*Text shown*:

▬▬▬▬▬▬

By Terry Dwyer, Dwyer Lawyers, Canberra, Australia

Australia was famously described as “the Lucky Country” by the late journalist Donald Horne. It was, and should be, a cheap food, cheap energy, and cheap cost of living country.

Australia has indeed been very lucky, blessed by Nature with enormous natural resources per capita, but is usually governed with depressing mediocrity tempered by flashes of original genius. Australia’s greatest luck has been that other countries have even more mediocre governments which have done even more to destroy their economies and living standards through bad taxation and welfare dependency policies.

One of Australia’s greatest pieces of luck was that World War II prevented implementation of a national insurance scheme which would have eventually saddled the post-War Treasury with unfunded liabilities similar to those dragging down the USA and Europe.

Years ago, as a young Treasury Officer, I was asked to explain the Australian taxation system to a visiting delegation of European bankers. After the presentation, I was escorting an elderly Swiss banker out of the building. On the way down the stairs he said “Now I understand why we are rich and you are poor.”

Naturally, I asked him what he meant by that comment, made at a time when Australia was being compared to Argentina as a failed rich country.

▬▬▬▬▬▬

[Data records]
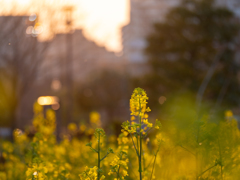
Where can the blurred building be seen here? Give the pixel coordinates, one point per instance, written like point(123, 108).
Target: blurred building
point(87, 57)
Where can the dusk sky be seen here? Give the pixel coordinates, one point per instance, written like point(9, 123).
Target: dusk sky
point(100, 20)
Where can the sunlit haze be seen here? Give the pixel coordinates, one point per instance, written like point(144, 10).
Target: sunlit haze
point(101, 21)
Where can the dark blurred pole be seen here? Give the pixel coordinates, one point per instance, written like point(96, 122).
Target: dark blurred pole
point(68, 68)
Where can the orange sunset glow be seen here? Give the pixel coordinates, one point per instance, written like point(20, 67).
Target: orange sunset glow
point(101, 21)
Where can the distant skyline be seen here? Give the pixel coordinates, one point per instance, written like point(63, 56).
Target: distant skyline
point(101, 21)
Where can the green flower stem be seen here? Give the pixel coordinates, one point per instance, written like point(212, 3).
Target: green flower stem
point(104, 156)
point(140, 139)
point(134, 145)
point(154, 161)
point(119, 168)
point(99, 160)
point(206, 171)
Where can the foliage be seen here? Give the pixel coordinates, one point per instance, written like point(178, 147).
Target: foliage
point(197, 41)
point(193, 147)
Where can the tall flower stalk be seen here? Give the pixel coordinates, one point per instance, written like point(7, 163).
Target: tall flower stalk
point(139, 126)
point(99, 133)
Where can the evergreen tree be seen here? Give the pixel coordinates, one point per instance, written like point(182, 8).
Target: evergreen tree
point(195, 45)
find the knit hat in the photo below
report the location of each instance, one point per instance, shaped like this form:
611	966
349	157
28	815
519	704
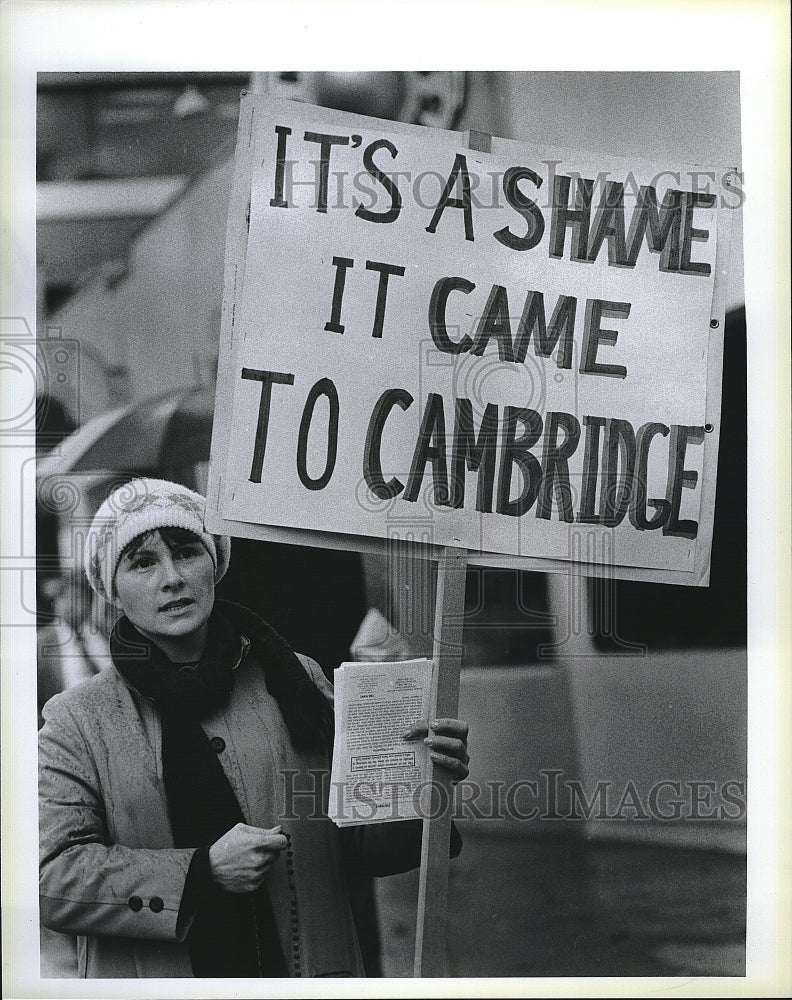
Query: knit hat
135	509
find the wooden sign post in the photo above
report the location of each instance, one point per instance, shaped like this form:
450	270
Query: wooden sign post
430	945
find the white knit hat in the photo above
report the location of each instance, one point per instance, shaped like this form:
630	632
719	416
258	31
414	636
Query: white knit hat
135	509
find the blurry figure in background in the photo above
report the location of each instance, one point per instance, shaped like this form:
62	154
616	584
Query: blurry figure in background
171	853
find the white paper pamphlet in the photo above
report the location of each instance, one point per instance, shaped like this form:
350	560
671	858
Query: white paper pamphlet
377	775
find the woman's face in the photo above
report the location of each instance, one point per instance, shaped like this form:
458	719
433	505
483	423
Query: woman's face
167	594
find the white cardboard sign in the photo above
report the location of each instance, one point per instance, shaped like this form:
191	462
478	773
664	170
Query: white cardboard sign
510	348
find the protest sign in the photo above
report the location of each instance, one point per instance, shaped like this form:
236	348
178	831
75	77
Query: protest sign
494	349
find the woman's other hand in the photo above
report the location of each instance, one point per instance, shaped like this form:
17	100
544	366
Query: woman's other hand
240	859
447	742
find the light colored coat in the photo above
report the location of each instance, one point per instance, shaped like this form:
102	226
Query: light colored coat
109	871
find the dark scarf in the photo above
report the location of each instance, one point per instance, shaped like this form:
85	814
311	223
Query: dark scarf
232	934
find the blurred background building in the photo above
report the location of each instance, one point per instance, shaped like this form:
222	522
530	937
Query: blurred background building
625	683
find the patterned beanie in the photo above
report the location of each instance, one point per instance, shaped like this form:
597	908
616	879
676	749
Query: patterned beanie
135	509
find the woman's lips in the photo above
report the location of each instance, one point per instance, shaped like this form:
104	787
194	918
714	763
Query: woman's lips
179	605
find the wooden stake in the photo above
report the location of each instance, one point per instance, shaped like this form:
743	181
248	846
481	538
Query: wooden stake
430	943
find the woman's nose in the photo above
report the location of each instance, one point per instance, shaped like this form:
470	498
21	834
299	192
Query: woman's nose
171	577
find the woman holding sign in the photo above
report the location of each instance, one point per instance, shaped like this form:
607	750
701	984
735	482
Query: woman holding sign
183	827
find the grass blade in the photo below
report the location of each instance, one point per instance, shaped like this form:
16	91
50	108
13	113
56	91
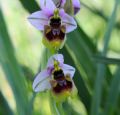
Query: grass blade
101	67
113	94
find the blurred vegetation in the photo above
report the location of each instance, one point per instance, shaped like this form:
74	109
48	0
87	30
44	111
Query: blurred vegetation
93	48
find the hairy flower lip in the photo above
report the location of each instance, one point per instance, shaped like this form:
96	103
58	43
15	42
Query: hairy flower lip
42	17
41	82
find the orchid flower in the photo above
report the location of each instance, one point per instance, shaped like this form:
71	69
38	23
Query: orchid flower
63	4
54	23
57	77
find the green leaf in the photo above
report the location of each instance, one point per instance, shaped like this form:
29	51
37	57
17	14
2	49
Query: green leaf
12	69
81	50
101	68
113	94
83	91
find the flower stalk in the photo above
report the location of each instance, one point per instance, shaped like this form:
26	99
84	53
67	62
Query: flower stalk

▬▬▬▬▬▬

*Instructions*:
**A.** Using the essay on Australia's luck, answer these:
(i) Who described Australia as "the Lucky Country"?
(ii) What did World War II prevent from being implemented?
(iii) Whom did the author escort out of the building after the presentation?
**B.** Name every place (city, country or region) mentioned in the essay on Australia's luck.
**C.** Carry on the essay on Australia's luck from its final sentence, in the same voice.
The records have no connection to the essay on Australia's luck.

*List of answers*:
**A.**
(i) The late journalist Donald Horne.
(ii) A national insurance scheme.
(iii) An elderly Swiss banker.

**B.** Canberra, Australia, the USA, Europe, Argentina

**C.**
He replied “In this country, you have everything. You have a climate from the tropical to the temperate. You can grow everything from bananas to apples. You have wheat. You have cattle. You have sheep. You have every mineral – coal, oil, iron ore, copper, zinc, uranium, gold. Yes, you are a dry continent but more than enough of it is well-watered. You do not have to think about working for a living. But in Switzerland all we have is mountains and some cows. We have to think about making a living.”

Over the years I have pondered the wisdom of that observation. Years later, I had similar comments from Singapore Inland Revenue officials. I had asked if Singapore would ever join a South East Asian tax harmonisation project of the kind the EU was promoting. There was a pregnant pause. An embarrassed silence. Then a young junior official piped up – “Perhaps if we had some of Australia’s natural resources, we could contemplate Australia’s tax rates.”

I burst out laughing and replied “In your position I would have said exactly the same thing.” Then they all smiled and explained that Singapore had nothing. It would just be a swampy tropical island if it did not think about how to attract business. Low tax rates or exemptions were a crucial part of its necessary development strategy. They looked to raise revenue from land and compulsory provident fund contributions to keep tax rates on business as low as possible.

Both of these encounters illustrate a fundamental point. Australian governments have been “happy go lucky”, easy spending creatures since colonial times. Colonial governments could pay their budgets by selling off land or collecting royalties from gold.

Capital inflow, booming asset values and alienation receipts have been par for the course. Selling off assets and squandering a patrimony are deep and bad habits of Australian governments

Fortunately, running counter to this, has been a streak in the Australian psychology which has had the vision of making a great nation. By the 1880s, colonial governments were imposing land value taxes to recover some of the value so freely and cheaply given away to the great landholders. By 1907 New South Wales was imposing land rates on unimproved land values in a “world first” to ensure that the Crown recovered the cost of infrastructure and public services from landholders. This was being done while Lloyd George, Winston Churchill and Philip Snowden could not collect a tax on land values in the UK as it was too administratively difficult!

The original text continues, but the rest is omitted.